The records that follow should be retyped word for word.

▶ [Dataset content]:

+===+

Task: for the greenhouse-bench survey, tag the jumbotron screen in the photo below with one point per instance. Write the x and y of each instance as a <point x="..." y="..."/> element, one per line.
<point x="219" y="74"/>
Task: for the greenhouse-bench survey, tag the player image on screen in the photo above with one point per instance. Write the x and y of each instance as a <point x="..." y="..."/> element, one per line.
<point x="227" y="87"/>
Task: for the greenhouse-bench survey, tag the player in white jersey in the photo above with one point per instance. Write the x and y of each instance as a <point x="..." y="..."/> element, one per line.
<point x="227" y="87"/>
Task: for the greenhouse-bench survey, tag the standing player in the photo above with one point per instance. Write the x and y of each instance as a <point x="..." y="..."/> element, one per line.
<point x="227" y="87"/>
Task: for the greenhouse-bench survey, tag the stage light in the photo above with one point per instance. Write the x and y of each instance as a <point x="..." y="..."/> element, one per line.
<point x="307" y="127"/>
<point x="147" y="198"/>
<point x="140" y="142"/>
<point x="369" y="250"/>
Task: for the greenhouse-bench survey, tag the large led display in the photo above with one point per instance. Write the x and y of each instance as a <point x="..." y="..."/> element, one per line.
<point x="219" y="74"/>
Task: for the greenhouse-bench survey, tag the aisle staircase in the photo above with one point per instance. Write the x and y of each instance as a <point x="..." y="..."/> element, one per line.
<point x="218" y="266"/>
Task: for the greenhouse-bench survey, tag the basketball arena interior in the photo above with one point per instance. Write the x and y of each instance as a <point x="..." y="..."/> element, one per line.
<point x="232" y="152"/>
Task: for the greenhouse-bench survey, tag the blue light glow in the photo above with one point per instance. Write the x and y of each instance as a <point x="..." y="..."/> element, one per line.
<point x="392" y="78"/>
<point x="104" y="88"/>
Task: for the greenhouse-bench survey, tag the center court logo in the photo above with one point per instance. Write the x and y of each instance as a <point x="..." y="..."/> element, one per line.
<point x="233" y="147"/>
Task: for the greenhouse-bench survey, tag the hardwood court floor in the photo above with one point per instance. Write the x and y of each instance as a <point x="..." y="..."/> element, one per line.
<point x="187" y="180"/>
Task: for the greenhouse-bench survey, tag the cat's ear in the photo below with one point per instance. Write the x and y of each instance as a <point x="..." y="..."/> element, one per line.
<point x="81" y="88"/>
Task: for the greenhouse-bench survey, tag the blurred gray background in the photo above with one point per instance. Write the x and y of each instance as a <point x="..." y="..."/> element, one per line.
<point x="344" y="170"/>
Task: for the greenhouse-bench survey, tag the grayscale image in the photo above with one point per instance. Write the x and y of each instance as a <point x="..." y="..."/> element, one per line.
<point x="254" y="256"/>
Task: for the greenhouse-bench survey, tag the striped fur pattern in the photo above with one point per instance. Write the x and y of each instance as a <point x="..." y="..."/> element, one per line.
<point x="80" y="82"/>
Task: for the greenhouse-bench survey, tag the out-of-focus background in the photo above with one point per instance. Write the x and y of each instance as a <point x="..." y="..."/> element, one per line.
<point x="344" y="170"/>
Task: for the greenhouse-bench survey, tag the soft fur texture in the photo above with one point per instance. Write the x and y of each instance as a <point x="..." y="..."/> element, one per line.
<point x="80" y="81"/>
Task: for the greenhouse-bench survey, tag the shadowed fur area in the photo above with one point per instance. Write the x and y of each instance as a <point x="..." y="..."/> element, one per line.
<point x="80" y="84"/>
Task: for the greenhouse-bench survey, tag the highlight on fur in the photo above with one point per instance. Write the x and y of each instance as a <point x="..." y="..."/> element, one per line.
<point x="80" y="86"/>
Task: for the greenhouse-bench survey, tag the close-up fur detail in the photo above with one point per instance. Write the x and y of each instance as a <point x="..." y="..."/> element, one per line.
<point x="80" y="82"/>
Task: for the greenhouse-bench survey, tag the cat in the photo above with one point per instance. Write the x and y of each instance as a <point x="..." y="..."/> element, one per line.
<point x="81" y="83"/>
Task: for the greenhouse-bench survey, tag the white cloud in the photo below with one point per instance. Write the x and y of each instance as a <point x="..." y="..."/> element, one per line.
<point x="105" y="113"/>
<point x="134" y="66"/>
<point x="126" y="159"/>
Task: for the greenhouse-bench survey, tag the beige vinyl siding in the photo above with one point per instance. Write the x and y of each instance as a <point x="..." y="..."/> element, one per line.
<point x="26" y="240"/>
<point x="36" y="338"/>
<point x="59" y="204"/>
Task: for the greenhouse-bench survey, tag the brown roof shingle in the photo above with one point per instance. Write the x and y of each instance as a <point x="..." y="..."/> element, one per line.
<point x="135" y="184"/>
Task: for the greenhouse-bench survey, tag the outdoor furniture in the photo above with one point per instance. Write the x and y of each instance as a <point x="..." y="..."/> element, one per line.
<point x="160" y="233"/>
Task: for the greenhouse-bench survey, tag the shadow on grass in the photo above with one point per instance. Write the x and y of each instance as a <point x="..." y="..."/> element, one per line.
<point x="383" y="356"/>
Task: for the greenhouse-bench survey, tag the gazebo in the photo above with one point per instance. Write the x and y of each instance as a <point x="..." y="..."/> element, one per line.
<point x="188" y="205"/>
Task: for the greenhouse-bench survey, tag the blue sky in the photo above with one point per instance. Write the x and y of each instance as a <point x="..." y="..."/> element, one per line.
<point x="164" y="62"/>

+===+

▶ [Problem solution]:
Task: for the greenhouse-bench survey, tag the jumbotron screen in the photo below with one point per instance. Write the x and y of each instance as a <point x="..." y="..."/> element, one per line.
<point x="219" y="74"/>
Task: for the greenhouse-bench survey, tag the player image on screen in the photo above with one point per instance. Write the x and y of each instance as a <point x="..." y="..."/> element, one per line.
<point x="227" y="87"/>
Task: for the greenhouse-bench survey, tag the player in white jersey in the photo above with one point per instance. Write the x and y of each instance as a <point x="..." y="..."/> element, one per line.
<point x="227" y="87"/>
Task: for the greenhouse-bench survey, tag the standing player in the photo above with one point per instance. Write the x and y of each instance as a <point x="..." y="..."/> element, one per line.
<point x="227" y="87"/>
Task: for the greenhouse-bench survey, tag the stage light in the photo above with one point per instance. Write the x and y of each instance as a <point x="..." y="..."/> element, one per line.
<point x="307" y="127"/>
<point x="147" y="198"/>
<point x="140" y="142"/>
<point x="369" y="250"/>
Task: for the greenhouse-bench survey, tag the large led display in the photo above with one point per instance. Write the x and y of each instance as a <point x="..." y="..."/> element, one per line.
<point x="219" y="74"/>
Task: for the greenhouse-bench survey, tag the aisle staircase in the photo above with one point per instance. Write the x and y of each instance as a <point x="..." y="..."/> element, one per line.
<point x="218" y="266"/>
Task: for the greenhouse-bench survey, tag the basketball arena interior in the photo above with one point per instance. Write the x and y of each instance as a <point x="..." y="..."/> element, one per line.
<point x="232" y="152"/>
Task: for the greenhouse-bench survey, tag the blue light glow in the photo above with one point per instance. Write the x and y of each instance as a <point x="..." y="..."/> element, one per line.
<point x="392" y="78"/>
<point x="104" y="88"/>
Task: for the greenhouse-bench survey, tag the center court logo in the photo above with one point per instance. Write the x and y of each instance as a <point x="..." y="..."/> element, one per line.
<point x="233" y="147"/>
Task: for the greenhouse-bench survey, tag the hardwood court floor in the photo above with one point per instance. Write the x and y of each instance as a <point x="..." y="..."/> element, one per line.
<point x="187" y="180"/>
Task: for the greenhouse-bench survey, tag the cat's ear in the photo below with one point per instance. Write the x and y of each instance as a <point x="..." y="..."/> element, one per line.
<point x="81" y="88"/>
Task: for the greenhouse-bench survey, tag the blurred gray background in the photo above with one point per instance. Write the x and y of each instance as a <point x="..." y="..."/> element, one per line.
<point x="344" y="170"/>
Task: for the greenhouse-bench survey, tag the grayscale image in the photo above with one point per instance. Write the x and y of each instance as a <point x="..." y="..."/> element, one per line.
<point x="254" y="256"/>
Task: for the greenhouse-bench survey, tag the striped fur pattern in the photo above with one point per instance. Write the x and y of each instance as a <point x="..." y="..."/> element, one per line.
<point x="80" y="82"/>
Task: for the greenhouse-bench survey, tag the out-of-focus background in the photo above with one point per instance. Write the x and y of each instance as a <point x="..." y="..."/> element, one per line.
<point x="344" y="170"/>
Task: for the greenhouse-bench survey, tag the soft fur texture in the photo above with one point per instance. Write the x and y of each instance as a <point x="..." y="..."/> element, one per line.
<point x="80" y="81"/>
Task: for the greenhouse-bench survey, tag the shadowed fur area in the photo above with one point per instance. Write the x and y of each instance as a <point x="..." y="..."/> element, one per line.
<point x="80" y="84"/>
Task: for the greenhouse-bench survey, tag the highlight on fur in the photo above with one point per instance. Write the x and y of each instance as a <point x="..." y="..."/> element, one per line.
<point x="80" y="86"/>
Task: for the greenhouse-bench survey, tag the close-up fur detail in the photo above with one point per instance. Write the x and y of each instance as a <point x="..." y="..."/> element, one per line.
<point x="80" y="82"/>
Task: for the greenhouse-bench survey, tag the cat in the photo above with one point per instance. Write the x and y of each instance as a <point x="..." y="..."/> element, one per line.
<point x="81" y="83"/>
Task: for the greenhouse-bench survey, tag the white cloud in the photo below with one point per instance. Write the x and y of each instance as a <point x="..." y="..."/> element, one per line.
<point x="105" y="113"/>
<point x="134" y="66"/>
<point x="126" y="159"/>
Task: for the greenhouse-bench survey, tag the beige vinyl siding in the photo above with one point per instance. Write the x and y of each instance as a <point x="..." y="..."/> element, one per line.
<point x="26" y="240"/>
<point x="36" y="338"/>
<point x="59" y="204"/>
Task: for the greenhouse-bench survey, tag the brown roof shingle in the photo above with one point per instance. Write the x and y of each instance as a <point x="..." y="..."/> element, one per line.
<point x="135" y="184"/>
Task: for the greenhouse-bench survey, tag the outdoor furniture in the photo above with one point per instance. Write the x and y of each instance as a <point x="..." y="..."/> element, one per line.
<point x="160" y="233"/>
Task: for the greenhouse-bench survey, tag the shadow on grass in the photo above with one point per instance. Write the x and y of each instance as a <point x="..." y="..."/> element, one per line.
<point x="383" y="356"/>
Task: for the greenhouse-bench survey, tag the gazebo in the photo above with one point per instance. Write the x and y of each instance as a <point x="..." y="..."/> element, one per line.
<point x="188" y="205"/>
Task: for the greenhouse-bench survey, tag the blue sky in the photo above with one point per instance. Write the x and y of each instance as a <point x="..." y="..."/> element, one per line.
<point x="164" y="62"/>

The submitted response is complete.